• Records for processing
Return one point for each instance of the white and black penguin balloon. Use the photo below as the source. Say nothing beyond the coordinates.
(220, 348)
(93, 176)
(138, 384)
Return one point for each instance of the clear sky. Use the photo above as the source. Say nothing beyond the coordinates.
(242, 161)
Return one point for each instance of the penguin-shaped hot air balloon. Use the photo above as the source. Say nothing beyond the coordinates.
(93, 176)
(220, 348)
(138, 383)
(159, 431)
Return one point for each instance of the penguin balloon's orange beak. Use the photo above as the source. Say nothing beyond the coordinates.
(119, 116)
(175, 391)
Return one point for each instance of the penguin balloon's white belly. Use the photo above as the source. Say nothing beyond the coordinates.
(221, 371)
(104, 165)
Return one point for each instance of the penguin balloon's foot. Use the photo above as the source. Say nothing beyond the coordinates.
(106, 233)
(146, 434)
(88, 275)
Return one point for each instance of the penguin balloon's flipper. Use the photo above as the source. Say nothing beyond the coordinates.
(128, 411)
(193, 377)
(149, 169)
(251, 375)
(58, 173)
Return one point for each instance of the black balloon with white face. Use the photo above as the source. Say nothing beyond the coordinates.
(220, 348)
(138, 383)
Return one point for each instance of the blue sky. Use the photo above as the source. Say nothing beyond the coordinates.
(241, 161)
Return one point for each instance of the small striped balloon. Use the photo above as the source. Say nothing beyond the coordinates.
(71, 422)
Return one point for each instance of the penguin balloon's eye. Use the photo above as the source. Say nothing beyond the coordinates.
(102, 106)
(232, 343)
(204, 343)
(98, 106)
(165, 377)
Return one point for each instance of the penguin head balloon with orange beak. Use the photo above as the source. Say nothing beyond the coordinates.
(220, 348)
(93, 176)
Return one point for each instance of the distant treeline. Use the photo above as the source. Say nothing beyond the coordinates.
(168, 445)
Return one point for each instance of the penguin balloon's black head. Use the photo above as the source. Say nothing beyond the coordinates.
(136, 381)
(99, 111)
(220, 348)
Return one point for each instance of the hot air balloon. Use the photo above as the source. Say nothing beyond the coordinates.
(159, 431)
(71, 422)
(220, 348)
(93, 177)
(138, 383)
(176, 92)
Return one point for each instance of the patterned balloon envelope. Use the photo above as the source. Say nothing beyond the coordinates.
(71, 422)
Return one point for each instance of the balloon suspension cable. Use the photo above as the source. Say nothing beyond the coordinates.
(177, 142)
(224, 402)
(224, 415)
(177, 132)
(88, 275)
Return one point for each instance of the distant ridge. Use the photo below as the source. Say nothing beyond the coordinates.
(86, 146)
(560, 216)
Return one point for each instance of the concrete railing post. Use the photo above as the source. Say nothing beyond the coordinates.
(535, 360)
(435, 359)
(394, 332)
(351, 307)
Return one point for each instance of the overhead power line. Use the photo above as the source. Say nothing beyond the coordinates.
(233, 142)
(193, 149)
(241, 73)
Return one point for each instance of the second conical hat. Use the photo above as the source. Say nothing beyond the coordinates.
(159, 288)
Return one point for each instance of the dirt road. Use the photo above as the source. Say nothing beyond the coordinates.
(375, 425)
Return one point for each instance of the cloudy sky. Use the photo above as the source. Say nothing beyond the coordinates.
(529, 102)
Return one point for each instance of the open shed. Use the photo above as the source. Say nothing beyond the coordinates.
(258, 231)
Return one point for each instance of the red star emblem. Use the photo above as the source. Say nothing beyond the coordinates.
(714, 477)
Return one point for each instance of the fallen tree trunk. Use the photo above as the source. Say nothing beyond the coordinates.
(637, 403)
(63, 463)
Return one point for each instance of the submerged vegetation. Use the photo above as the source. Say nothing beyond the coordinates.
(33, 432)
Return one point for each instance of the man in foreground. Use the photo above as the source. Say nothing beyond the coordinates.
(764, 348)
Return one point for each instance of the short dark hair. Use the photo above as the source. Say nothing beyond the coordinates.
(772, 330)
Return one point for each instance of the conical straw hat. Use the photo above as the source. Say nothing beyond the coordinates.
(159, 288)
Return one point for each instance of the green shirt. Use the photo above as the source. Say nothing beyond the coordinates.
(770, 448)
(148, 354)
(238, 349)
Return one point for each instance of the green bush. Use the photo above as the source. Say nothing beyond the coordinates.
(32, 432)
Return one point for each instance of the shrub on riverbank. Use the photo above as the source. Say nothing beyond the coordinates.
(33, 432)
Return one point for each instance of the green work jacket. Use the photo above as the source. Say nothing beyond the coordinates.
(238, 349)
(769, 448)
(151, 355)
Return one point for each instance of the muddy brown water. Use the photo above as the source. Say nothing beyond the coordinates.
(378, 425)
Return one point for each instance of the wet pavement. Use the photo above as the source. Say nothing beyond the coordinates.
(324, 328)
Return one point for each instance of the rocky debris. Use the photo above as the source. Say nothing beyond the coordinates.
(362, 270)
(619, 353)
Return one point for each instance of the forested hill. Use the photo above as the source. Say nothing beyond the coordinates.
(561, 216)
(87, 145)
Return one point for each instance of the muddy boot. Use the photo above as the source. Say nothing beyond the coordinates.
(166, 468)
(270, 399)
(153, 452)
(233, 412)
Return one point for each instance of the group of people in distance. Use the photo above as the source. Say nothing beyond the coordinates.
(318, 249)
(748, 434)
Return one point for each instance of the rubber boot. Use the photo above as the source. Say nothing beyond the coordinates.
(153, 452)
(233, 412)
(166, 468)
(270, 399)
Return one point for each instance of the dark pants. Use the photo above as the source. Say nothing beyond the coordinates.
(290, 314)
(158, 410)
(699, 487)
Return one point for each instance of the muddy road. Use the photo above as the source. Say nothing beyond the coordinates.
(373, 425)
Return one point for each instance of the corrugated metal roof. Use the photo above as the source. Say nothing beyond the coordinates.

• Work to complete
Repeat only the stretch of lines starting at the one containing "Return one point for each instance of the rubber" and running to the final line of the entries above.

• Final result
Return one point for each instance of the rubber boot. Use the photo above as the source. Say nothing beyond the coordinates.
(153, 452)
(233, 412)
(166, 468)
(270, 399)
Return one point for each instance of the dark pants. Use the photo above as the source. Say nothing beyond the coordinates.
(290, 314)
(158, 410)
(699, 487)
Return one point for each instance of the muddy road. Use the photo above as the source. Say nothing beyond the coordinates.
(373, 425)
Return one point for each instance of the corrugated metal roof. Use the photo above as the source. Say nothing beyond the coordinates.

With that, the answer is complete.